[[ The data, beginning ]]

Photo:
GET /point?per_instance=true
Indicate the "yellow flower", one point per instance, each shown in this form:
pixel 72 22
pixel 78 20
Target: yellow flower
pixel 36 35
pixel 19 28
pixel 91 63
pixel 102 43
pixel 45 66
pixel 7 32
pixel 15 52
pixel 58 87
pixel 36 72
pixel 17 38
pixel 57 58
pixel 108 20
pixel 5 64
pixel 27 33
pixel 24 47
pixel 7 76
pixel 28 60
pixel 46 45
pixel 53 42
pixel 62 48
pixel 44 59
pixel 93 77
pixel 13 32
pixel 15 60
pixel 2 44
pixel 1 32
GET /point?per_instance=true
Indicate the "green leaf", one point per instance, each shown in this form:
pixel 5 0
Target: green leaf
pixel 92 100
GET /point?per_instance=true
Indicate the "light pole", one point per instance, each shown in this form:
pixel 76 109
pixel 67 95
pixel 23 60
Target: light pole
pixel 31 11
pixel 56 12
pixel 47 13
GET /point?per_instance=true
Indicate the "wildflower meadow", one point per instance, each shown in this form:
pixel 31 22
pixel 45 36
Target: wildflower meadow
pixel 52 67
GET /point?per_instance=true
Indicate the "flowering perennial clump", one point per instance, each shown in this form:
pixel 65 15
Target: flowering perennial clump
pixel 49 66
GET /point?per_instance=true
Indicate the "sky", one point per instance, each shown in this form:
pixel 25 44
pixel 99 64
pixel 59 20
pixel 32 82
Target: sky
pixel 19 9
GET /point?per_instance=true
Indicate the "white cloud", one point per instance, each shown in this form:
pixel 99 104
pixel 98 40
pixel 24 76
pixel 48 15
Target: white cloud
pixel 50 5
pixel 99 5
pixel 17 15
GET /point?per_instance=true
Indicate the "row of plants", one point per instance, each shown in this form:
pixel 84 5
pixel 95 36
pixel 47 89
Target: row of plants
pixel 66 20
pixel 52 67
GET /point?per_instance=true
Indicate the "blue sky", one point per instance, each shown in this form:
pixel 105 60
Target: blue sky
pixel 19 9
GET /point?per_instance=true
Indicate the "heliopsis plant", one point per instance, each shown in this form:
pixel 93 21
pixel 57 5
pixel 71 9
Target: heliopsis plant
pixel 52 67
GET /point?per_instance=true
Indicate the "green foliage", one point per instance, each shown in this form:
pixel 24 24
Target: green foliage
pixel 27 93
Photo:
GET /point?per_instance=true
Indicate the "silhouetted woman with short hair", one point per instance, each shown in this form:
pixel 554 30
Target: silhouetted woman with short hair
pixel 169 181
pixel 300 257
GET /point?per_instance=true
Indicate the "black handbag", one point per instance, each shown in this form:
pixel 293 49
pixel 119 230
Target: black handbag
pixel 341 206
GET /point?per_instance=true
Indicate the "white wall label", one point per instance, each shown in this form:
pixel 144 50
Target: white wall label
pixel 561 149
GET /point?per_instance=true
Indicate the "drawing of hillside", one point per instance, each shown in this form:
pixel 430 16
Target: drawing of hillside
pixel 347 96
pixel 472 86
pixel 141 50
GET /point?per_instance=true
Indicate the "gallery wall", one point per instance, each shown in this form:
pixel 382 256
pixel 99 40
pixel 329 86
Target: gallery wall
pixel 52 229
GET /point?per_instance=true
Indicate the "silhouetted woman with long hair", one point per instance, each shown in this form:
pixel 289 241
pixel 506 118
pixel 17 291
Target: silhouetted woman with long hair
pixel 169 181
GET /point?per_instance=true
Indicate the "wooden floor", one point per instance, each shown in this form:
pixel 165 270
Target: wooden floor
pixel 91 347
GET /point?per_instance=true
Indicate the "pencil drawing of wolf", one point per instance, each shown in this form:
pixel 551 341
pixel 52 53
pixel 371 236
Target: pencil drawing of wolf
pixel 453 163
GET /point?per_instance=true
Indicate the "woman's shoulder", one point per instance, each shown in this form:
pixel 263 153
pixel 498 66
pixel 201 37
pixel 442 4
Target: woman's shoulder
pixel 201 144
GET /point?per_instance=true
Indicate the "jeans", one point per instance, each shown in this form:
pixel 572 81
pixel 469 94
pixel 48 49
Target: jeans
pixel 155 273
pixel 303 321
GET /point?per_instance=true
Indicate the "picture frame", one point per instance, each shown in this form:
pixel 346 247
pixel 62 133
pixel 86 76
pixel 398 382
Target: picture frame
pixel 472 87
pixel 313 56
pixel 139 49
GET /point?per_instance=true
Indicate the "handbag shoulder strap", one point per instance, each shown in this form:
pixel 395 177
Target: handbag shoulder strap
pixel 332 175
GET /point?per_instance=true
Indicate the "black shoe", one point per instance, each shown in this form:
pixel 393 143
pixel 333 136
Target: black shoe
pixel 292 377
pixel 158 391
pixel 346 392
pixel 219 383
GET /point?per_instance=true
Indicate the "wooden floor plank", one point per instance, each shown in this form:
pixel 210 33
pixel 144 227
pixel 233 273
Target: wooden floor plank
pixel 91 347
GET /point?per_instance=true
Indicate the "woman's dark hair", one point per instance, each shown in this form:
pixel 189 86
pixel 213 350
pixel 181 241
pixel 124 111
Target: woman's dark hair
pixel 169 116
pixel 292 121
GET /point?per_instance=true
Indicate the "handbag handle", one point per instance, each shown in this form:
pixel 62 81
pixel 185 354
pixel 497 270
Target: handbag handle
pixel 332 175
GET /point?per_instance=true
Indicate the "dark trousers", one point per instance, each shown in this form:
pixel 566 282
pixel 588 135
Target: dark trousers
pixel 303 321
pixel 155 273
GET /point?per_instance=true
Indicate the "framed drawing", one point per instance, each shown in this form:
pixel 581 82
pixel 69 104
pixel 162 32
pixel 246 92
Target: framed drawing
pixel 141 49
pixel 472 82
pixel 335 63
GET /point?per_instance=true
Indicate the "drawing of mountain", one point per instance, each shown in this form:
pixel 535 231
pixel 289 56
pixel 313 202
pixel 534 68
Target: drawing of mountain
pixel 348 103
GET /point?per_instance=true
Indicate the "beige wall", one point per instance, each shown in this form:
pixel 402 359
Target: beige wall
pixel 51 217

[[ The data, end ]]

## Required action:
Which lines above run from the one containing "Target: handbag shoulder strap" down to the one containing "pixel 534 68"? Repeat exactly those, both ends included, and nothing else.

## Exercise output:
Target: handbag shoulder strap
pixel 332 175
GET /point?per_instance=true
Indicate the "black shoe", one point per instance, each shown in this form:
pixel 393 143
pixel 333 136
Target: black shoe
pixel 292 377
pixel 158 391
pixel 346 392
pixel 219 383
GET /point?per_instance=true
Indicate the "wooden floor plank", one point per instance, each shown in this form:
pixel 210 33
pixel 144 227
pixel 233 273
Target: wooden floor plank
pixel 91 347
GET /point?per_instance=true
Indicate the "woman's dark hair", one point per instance, each shown in this form:
pixel 189 86
pixel 213 350
pixel 181 241
pixel 124 111
Target: woman's dark hair
pixel 169 116
pixel 292 121
GET /point?per_instance=true
Indicate the "handbag handle", one point per instance, each shown in this form:
pixel 62 81
pixel 185 354
pixel 497 270
Target: handbag handle
pixel 332 175
GET /point?per_instance=true
Indicate the "dark trousers", one point per instance, each shown in this form:
pixel 566 282
pixel 588 135
Target: dark trousers
pixel 303 321
pixel 155 273
GET /point?per_instance=true
Indicate the "framed drawing", one point per instance, each shown in this form:
pixel 581 82
pixel 69 104
pixel 162 32
pixel 246 92
Target: framed drawing
pixel 141 49
pixel 472 82
pixel 335 63
GET /point?per_instance=true
Indicate the "drawing of mountain", one point per instance, each shown in this form:
pixel 535 231
pixel 289 56
pixel 313 202
pixel 534 68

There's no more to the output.